Each line of the records below that contains "coupling" needs to be copied.

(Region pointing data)
Segment Open

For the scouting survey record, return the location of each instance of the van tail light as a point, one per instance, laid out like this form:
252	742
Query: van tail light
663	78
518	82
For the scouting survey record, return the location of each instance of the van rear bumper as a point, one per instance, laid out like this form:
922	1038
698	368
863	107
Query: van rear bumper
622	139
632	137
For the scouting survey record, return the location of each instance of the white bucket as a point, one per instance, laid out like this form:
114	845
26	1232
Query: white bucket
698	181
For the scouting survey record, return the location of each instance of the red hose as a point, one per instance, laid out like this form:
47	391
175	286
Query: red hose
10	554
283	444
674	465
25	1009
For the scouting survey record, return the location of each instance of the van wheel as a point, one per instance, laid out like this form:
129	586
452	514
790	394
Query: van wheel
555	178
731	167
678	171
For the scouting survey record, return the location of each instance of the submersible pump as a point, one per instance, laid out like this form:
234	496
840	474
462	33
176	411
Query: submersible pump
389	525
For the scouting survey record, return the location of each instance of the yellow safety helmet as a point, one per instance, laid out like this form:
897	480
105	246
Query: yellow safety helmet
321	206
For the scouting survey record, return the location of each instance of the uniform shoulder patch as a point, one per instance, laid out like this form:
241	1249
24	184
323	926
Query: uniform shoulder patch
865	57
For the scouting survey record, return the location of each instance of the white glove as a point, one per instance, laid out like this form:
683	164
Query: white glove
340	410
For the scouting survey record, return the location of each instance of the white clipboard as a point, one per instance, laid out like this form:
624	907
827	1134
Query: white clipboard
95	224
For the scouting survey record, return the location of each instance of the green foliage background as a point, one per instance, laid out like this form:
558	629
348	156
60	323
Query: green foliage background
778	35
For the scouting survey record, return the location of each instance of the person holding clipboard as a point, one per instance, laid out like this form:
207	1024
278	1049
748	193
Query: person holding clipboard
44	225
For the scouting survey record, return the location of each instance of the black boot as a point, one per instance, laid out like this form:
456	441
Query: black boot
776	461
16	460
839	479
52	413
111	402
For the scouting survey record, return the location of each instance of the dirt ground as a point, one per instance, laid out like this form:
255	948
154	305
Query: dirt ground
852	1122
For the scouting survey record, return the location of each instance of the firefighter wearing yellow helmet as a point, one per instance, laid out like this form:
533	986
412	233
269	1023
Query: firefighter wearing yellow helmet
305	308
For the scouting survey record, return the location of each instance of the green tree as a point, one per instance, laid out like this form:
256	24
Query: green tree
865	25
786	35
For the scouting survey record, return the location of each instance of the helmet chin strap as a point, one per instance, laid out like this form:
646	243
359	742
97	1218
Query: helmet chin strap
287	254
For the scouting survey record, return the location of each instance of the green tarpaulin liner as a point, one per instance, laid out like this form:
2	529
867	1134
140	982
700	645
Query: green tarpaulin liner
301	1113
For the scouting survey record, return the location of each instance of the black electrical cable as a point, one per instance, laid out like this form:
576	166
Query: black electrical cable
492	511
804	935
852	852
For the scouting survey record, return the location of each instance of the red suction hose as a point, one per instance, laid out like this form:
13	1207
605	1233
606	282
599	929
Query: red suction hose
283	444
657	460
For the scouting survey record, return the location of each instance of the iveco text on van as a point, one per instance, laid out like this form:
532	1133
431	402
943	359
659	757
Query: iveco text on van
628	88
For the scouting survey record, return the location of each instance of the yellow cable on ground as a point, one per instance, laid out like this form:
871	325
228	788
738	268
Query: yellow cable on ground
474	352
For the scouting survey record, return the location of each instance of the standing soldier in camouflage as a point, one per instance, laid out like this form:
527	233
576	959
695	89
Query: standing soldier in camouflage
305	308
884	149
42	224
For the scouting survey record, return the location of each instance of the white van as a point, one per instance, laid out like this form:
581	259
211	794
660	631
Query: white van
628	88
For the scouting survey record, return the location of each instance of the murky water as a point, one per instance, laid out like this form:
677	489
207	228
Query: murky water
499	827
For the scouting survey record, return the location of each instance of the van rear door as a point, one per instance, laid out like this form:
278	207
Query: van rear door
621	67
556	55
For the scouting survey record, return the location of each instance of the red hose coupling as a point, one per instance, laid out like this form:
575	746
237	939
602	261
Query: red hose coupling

Segment Closed

▸ Problem solution:
For the scouting survey record, return the location of each instance of the red hose coupling as a point, one per instance, laid out like this form:
Query: red hose coupling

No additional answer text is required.